>> begin Record set

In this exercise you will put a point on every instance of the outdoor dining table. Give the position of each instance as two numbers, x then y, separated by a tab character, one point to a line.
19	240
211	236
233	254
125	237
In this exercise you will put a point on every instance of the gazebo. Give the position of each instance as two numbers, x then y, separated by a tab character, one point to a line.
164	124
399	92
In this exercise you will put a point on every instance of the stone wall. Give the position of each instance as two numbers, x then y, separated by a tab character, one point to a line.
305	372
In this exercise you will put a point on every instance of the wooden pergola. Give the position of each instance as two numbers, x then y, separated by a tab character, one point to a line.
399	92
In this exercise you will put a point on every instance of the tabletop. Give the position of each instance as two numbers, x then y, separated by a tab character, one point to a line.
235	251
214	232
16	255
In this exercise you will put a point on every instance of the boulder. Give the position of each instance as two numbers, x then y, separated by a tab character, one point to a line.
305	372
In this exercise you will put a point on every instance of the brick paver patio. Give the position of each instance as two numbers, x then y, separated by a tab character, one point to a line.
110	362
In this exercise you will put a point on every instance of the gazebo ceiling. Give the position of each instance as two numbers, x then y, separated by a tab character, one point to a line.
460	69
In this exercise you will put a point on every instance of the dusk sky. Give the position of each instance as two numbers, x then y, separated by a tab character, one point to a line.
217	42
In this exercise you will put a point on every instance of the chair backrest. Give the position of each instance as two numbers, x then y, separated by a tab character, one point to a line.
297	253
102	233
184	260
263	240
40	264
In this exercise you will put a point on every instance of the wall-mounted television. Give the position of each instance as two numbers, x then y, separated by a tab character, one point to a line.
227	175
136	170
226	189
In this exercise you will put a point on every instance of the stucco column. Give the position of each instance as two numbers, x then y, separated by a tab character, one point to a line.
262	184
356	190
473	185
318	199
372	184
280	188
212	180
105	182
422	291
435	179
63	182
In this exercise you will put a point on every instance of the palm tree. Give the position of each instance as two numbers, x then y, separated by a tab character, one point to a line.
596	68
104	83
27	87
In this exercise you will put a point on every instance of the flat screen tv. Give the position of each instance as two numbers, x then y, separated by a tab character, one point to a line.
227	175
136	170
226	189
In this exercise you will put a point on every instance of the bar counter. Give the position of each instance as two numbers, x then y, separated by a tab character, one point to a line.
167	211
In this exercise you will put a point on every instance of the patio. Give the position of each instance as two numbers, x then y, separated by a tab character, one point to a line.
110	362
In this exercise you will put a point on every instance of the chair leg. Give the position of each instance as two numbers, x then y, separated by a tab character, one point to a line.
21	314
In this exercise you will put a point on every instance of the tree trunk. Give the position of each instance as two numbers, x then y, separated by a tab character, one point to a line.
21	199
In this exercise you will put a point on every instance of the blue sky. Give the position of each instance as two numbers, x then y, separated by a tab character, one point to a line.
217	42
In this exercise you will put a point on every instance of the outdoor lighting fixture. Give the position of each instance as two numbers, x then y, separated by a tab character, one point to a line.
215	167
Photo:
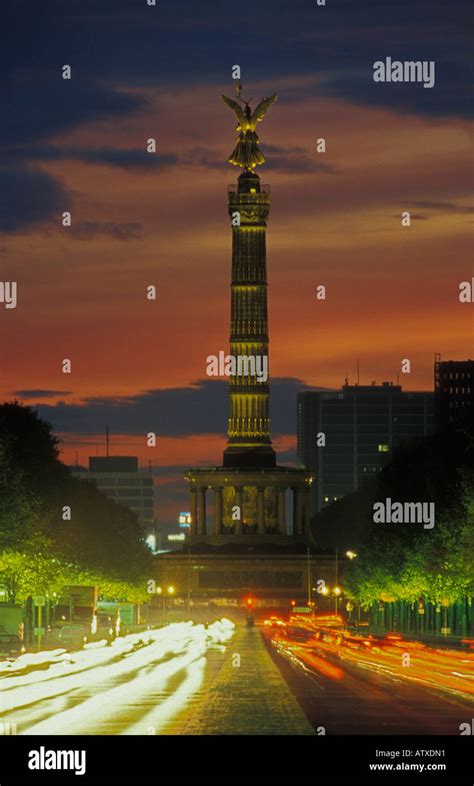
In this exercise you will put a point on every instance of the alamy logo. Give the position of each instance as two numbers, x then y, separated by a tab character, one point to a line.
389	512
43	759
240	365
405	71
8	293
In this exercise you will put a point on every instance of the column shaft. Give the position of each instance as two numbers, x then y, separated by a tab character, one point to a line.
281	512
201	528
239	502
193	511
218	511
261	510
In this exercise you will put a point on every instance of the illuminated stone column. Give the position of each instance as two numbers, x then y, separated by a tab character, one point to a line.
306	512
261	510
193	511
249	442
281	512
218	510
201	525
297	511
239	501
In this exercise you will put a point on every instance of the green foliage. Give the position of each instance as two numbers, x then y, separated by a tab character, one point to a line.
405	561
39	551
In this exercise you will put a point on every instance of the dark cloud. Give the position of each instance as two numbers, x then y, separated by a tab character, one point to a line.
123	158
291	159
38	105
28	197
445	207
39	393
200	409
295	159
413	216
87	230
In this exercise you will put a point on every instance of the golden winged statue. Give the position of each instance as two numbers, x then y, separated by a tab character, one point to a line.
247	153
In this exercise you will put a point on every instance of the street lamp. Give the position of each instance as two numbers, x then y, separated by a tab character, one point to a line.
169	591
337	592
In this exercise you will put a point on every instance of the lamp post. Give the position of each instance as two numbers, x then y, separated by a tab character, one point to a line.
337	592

>> end Record set

Task =>
Every entry above is to be set down exactly; the pictures are to be left out.

Completed exercise =>
In this exercise you will put a point on every instance of the outdoor dining table. Give the position of each instance as two numbers, x then y, separated by a tab character, one point to a line.
19	240
211	236
233	254
125	237
In this exercise you will put a point on every instance of the gazebo. Give the position of each instance as two numbers, x then y, separated by a tab character, one point to a line.
164	124
399	92
In this exercise you will put a point on every instance of the stone wall. Give the position of each instance as two numbers, x then y, separated by a tab character, one point to a line.
305	372
In this exercise you will put a point on every instance of the wooden pergola. Give the position of each instance as two numbers, x then y, separated by a tab character, one point to a line.
399	92
In this exercise you will put a point on every instance of the tabletop. Give the position of each instance as two numbers, x then y, separated by a tab character, one point to a line.
235	251
214	232
16	255
In this exercise you will put a point on every instance of the boulder. Give the position of each instance as two numbers, x then y, separated by a tab character, one point to a line.
305	372
In this exercise you will put a point on every instance of the brick paver patio. Give the position of each instance as two numbers, x then y, separated by a tab character, one point to a line.
110	362
In this exercise you will put a point on every instance of the gazebo ceiling. Give the position of each instance as two numbers, x then y, separated by a tab character, one point to a line.
460	69
In this exercise you will put a point on every instance of the dusk sky. Give the position of each instance as two numbers, x then y, separated by a tab character, one point to a line.
217	42
In this exercise you will put a point on every instance of the chair backrest. Give the position of each instance as two numbers, x then y, separated by a tab character, one point to a line.
297	253
102	233
184	260
263	240
40	264
In this exercise you will put a point on every instance of the wall-mounted television. Give the position of each instance as two numbers, x then y, separated by a tab character, one point to a line.
227	175
136	170
226	189
In this exercise you will put a point on every instance of the stucco column. Give the position of each instance as two numbers, x then y, separated by a tab character, one point to a line.
262	184
356	190
473	185
318	199
372	184
280	188
212	180
105	182
422	291
435	179
63	182
In this exercise you will put a point on every instance of the palm tree. Give the position of each instance as two numbers, x then y, separated by a tab character, one point to a line.
596	68
104	83
27	87
In this exercise you will put a point on every instance of the flat screen tv. Give the position of each instance as two numbers, x then y, separated by a tab character, one point to a line.
227	175
136	170
226	189
In this exercise you will put a point on every instance of the bar counter. Give the position of each instance as two numbers, x then y, separated by a tab character, one point to a line.
167	211
In this exercise you will put a point on every instance of the patio. Give the position of each instance as two numbers, x then y, separated by a tab character, one point to a line.
110	362
In this exercise you will put a point on every instance of the chair leg. Give the position of each instance as two numbers, x then y, separated by a tab character, one point to a line.
21	314
In this exercise you will put a point on every instance of the tree trunk. Give the position of each instance as two numbers, x then y, separated by a tab character, one point to a line.
21	199
In this exercise you will put a point on every instance of the blue sky. Give the position of each instance as two numbers, x then y, separated by a tab character, one point to a line.
217	42
In this exercise you will put a point on every instance of the outdoor lighting fixture. Give the position of each instance as two numbers, x then y, separated by a tab character, one point to a line.
215	167
Photo:
In this exercise you will put a point on every instance of the alamy logo. Give the position of each instance as two numbers, x then y, separated by a tab character, one point to a line.
389	512
43	759
240	365
405	71
8	293
In this exercise you will put a point on every instance of the column shaft. Give the position of each instance as two numbers, x then y, separated by a tab character, one point to a line.
281	512
201	528
239	502
193	511
218	511
261	510
In this exercise you will put a point on every instance of the illuminated stone column. Give the position of each instance as two numbers, x then y, separated by a tab character, one point to a line.
306	512
261	510
193	511
249	442
281	512
218	510
201	525
297	511
239	501
In this exercise you will put a point on every instance of the green foliage. Give the position of each instance as two numbers, x then y, separated by a tab character, one point to a line.
405	561
39	551
In this exercise you will put a point on every instance of the dark cloud. Give the position of each instance as two numbers, x then y, separated by a tab character, one point to a line.
123	158
291	159
38	105
28	197
445	207
39	393
200	409
295	159
413	216
87	230
In this exercise you will put a point on every instance of the golden winged statue. Give the position of each instance as two numbers, x then y, separated by a tab character, one point to a line.
247	153
In this exercise you will put a point on every instance of the street lamp. Give the position of each instance as two numbers, x then y, separated by a tab character, one point to a line.
169	591
337	592
In this exercise you will put a point on every instance of the lamp post. Give the position of each instance as two numbers, x then y, separated by a tab character, one point to a line.
337	592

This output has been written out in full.